TASK TO CARRY OUT:
In the listing below, print exactly the lines between the line holding "blind with a single point, one per instance." and the line holding "the white wall", inclusive, and no more.

EXERCISE MATERIALS:
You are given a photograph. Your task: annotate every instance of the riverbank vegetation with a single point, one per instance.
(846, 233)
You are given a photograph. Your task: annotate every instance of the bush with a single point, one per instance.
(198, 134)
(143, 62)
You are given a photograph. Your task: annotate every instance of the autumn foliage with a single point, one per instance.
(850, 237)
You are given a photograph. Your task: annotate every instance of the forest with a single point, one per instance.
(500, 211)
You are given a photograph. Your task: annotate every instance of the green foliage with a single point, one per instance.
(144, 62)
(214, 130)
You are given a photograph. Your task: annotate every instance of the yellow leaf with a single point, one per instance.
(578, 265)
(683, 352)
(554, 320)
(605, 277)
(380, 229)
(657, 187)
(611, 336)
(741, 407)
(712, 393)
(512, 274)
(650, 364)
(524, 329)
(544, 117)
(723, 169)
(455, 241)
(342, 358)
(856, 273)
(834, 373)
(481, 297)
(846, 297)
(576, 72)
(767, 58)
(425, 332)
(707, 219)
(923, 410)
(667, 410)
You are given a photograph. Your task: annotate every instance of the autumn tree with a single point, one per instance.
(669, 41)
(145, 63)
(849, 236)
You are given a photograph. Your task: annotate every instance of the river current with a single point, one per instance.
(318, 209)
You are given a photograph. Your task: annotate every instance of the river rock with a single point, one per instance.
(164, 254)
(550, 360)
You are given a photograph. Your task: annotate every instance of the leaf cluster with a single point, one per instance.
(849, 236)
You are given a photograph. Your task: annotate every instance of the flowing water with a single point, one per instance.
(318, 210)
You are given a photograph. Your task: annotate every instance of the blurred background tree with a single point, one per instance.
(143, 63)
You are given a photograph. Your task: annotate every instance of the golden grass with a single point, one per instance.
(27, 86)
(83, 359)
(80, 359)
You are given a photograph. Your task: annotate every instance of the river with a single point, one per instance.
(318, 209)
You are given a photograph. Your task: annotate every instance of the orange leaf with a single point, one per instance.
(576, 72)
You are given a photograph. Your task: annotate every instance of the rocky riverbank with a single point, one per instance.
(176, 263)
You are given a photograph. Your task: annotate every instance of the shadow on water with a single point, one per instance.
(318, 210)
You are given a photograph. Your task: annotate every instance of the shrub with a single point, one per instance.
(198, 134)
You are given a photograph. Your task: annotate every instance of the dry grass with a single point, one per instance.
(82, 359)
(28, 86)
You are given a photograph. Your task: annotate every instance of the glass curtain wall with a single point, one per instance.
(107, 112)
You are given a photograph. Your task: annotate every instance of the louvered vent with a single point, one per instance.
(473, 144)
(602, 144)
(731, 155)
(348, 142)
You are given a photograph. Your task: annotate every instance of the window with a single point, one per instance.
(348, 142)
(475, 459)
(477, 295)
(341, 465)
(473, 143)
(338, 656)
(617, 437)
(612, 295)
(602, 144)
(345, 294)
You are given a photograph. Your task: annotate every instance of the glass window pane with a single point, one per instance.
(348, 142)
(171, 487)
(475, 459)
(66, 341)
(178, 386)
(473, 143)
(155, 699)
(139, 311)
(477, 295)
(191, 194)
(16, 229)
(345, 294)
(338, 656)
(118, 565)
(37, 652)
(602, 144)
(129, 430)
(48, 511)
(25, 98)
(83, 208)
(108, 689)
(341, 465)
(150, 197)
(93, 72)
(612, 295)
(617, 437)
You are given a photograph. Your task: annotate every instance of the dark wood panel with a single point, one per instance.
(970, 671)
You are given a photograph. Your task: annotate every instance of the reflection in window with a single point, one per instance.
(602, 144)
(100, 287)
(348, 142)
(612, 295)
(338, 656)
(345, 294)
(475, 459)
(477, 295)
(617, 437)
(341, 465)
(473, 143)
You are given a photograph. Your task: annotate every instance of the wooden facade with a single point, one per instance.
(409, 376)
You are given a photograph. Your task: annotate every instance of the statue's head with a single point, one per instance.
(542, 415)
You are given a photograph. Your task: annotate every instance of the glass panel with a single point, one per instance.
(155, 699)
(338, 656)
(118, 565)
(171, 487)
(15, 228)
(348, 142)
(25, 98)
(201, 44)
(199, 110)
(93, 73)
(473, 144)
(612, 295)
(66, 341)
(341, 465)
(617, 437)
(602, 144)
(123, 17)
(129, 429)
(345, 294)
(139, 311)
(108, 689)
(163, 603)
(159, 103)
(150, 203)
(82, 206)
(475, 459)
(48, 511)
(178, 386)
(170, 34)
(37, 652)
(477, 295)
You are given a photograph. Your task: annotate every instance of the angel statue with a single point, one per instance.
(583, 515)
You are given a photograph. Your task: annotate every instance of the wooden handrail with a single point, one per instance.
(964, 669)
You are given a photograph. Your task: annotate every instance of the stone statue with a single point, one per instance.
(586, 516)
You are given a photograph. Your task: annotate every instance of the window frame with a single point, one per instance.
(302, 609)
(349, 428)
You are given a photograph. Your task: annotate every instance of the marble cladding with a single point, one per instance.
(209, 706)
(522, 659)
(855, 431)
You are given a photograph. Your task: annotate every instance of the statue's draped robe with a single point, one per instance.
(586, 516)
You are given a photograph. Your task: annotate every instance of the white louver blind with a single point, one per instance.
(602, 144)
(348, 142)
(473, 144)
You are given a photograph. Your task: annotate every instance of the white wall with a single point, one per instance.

==

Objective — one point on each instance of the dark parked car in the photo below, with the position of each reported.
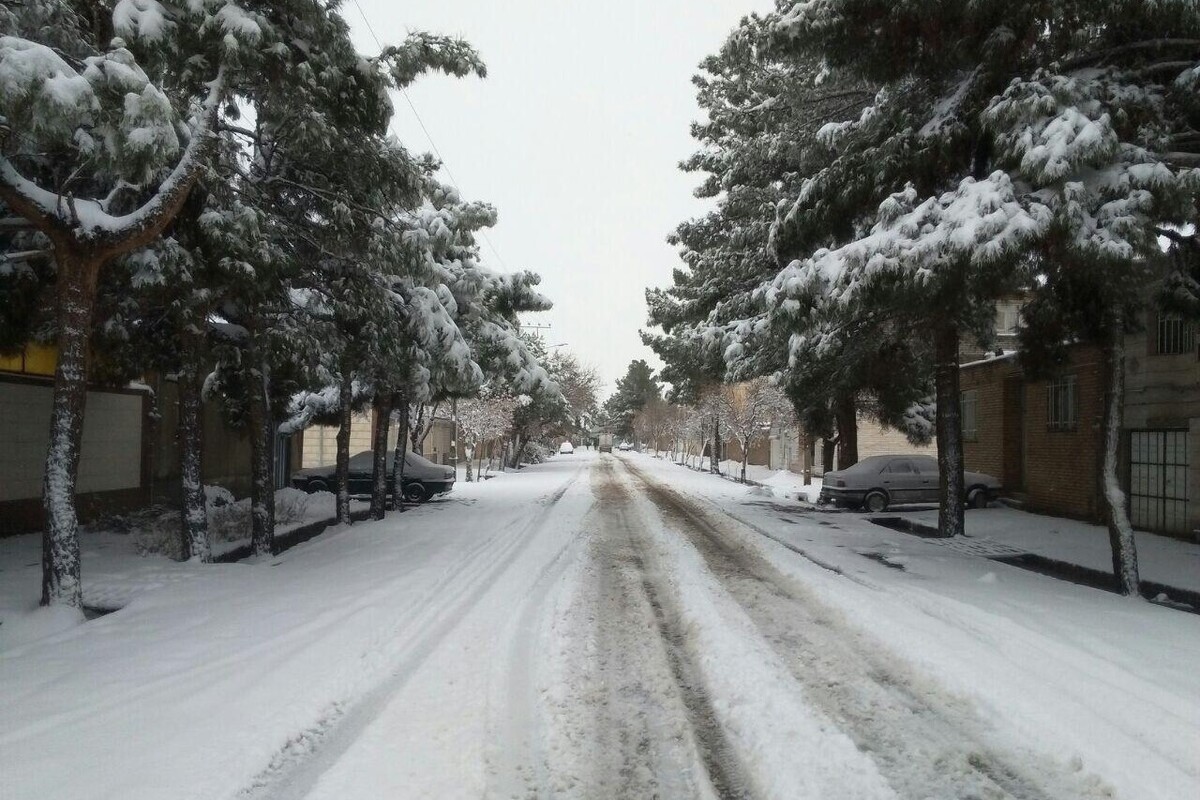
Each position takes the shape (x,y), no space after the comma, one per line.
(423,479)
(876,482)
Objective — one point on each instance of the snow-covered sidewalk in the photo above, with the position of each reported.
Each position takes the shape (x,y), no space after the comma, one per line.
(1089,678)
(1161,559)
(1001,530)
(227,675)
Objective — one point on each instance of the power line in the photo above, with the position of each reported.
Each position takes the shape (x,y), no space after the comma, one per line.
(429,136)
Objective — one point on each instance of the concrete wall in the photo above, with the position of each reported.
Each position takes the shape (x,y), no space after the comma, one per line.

OUTPUT OF THE TASK:
You are given a photograph. Your task: annotate every instance of the white louver blind with a single point, one per instance.
(602, 144)
(348, 142)
(473, 144)
You are given a photograph. Your task: annotate every instance of the white wall with a single point, one per instance.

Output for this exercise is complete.